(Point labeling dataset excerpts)
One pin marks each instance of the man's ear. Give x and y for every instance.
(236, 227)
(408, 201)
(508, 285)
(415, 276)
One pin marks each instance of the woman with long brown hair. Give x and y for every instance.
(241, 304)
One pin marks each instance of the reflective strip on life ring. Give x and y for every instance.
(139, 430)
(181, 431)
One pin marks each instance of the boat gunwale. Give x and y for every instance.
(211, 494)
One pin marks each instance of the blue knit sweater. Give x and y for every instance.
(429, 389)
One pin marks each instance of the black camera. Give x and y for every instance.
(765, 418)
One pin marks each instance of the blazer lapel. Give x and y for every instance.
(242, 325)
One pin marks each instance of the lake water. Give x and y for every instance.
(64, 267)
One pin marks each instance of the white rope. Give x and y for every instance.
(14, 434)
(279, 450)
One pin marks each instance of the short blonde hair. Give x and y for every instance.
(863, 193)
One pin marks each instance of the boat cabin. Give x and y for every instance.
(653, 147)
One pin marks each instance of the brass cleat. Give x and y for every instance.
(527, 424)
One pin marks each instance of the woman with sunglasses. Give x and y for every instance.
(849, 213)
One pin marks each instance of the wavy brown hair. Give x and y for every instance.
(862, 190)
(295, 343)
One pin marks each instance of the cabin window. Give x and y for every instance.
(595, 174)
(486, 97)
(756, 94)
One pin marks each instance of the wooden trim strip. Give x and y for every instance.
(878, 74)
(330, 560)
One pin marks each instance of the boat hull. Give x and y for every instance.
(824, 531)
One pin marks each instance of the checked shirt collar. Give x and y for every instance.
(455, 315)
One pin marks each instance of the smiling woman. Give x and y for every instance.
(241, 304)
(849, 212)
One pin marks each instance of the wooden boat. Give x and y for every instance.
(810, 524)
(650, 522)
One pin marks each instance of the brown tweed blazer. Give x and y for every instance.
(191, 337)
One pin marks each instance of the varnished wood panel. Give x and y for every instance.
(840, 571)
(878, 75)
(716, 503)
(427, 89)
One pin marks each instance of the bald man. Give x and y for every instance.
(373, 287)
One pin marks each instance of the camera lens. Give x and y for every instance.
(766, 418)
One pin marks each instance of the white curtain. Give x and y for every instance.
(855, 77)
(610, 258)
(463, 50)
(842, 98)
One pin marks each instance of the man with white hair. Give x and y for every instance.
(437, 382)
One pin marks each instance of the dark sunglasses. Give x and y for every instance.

What is expected: Please rewrite everything from the line containing "One pin marks each instance of the camera" down to the end of the listing, swapping "pin" for "point" and leaving the rest unchanged. Give only those lines.

Reply to the exercise:
One point marks each instance of the camera lens. Give x and y for every instance.
(766, 418)
One point marks each instance of the white curtain. Give x and y for every instance.
(855, 77)
(610, 258)
(463, 50)
(842, 98)
One point marks each instance of the man with white hair. Give x and y for every instance.
(437, 382)
One point marks each instance of the dark sunglasses. Give x and y for every instance.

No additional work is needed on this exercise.